Then COVID happened and shut down the planet, including the originally-slated 2020 Olympics.
“So I went back to Canada for about three months. There was a lot of uncertainty with the program and with the Olympics,” said Bekkering.
But early last summer, the three-on-three Dutch program picked up again and Bekkering flew out for two months to resume training.
However, his teaching job back in southern Alberta beckoned.
“I had to come back in August because during the (pandemic) lull I had signed a contract to teach high school,” said Bekkering. “So I came back and taught my fall semester and LCI.”
However, Bekkering struck a deal with his employers.
“I had arranged with the school board and the administration to have a leave of absence in the second semester if the opportunity came up for me to be part of the program,” he said. “Sure enough, the Dutch program was operating again and they wanted me to come out. So we organized for me to fly out again in January. I’ve been training since the end of January. Now I’m at the Olympics.”
He’s also a part of the first three-on-three basketball at an Olympic games.
“It’s been bigger than I thought it would be,” said Bekkering. “Three-on-three is a relatively new sport. I think the inception was in 2010 and they really didn’t start building any momentum until about 2015. So, it’s a very new sport just kind of gaining a little more popularity and exposure and the Olympics drew closer. This is the first time it’s ever been in the Olympics, so it’s a sport that’s not only newly-created, but it’s also trying to gain a certain market as a unique identity.”
When the three-on-three program started in the Netherlands six years ago, Bekkering said the country’s goal was to make the Olympics.
“The foresight was really good to understand if they adopted a professional program early they had a good chance of being ahead of the curve in terms of international development of the sport. So, they were one of the first countries to really have a program. The Netherlands is not synonymous with super high-level basketball, but it’s a pretty big accomplishment to make it to the Olympics.”
Whether they make the podium or not, it won’t be in front of a gym full of fans with the 2021 games going fan-less due to a surge of COVID cases in Japan.

■ Requirement 1
In the article about Bekkering's road to the Olympics, why did he have to return from the Netherlands in August?
■ Requirement 2
Update the article about Bekkering's road to the Olympics by giving its text again, starting with "But early last" and going on through "an Olympic games.", with "January" replaced by "February".
■ Requirement 3
Write a continuation of the article about Bekkering's road to the Olympics, starting after its last sentence.
The items placed after the article are separate material and have no connection to it.

■ Data provided
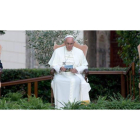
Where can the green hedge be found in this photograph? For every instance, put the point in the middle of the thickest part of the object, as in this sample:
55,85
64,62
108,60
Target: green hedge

■ Answer 1
He had to return in August because, during the pandemic lull, he had signed a contract to teach high school. He came back to teach his fall semester and LCI.

■ Answer 2
But early last summer, the three-on-three Dutch program picked up again and Bekkering flew out for two months to resume training.
However, his teaching job back in southern Alberta beckoned.
“I had to come back in August because during the (pandemic) lull I had signed a contract to teach high school,” said Bekkering. “So I came back and taught my fall semester and LCI.”
However, Bekkering struck a deal with his employers.
“I had arranged with the school board and the administration to have a leave of absence in the second semester if the opportunity came up for me to be part of the program,” he said. “Sure enough, the Dutch program was operating again and they wanted me to come out. So we organized for me to fly out again in February. I’ve been training since the end of February. Now I’m at the Olympics.”
He’s also a part of the first three-on-three basketball at an Olympic games.

■ Answer 3
“Things have been different the last year and a bit,” said Bekkering. “For me, it’s just go with the flow and whatever adjustments and restrictions they have, at the end of the day I have enough to focus specifically on the sport. It’s too bad there can’t be the public energy aspect of the game, but it’s still an unbelievable experience. The set up here has been really good.”
As a twice-vaccinated athlete, Bekkering also feels safe in the environment he’s in. Testing is thorough.
“I’ve had probably, no lie, probably over 100 tests in the last six months. They do it all. I don’t think about it too much.”
Back home, Bekkering has a cheering squad led by his wife, Carli.
“She was one of the first people when I first heard about this in the winter of 2019 who was one of the first people to say ‘Hey, this makes sense the way everything is lining up,’” he said. “She was really one of the people who was encouraging me to do it. I initially dismissed it and came around after I collected more information. But that has been amazing, to be in a relationship and have that support. Without that, I don’t think this would even happen because we’ve been doing long distance throughout it all.”
“(With) friends and family, it’s been really heartwarming to hear the positive words and I know they would be proud of me no matter what, whether we qualifed for the Olympics or I actually made the final selection (of 10 athletes). To be selected for the final four and to share them with family and friends has been really cool.”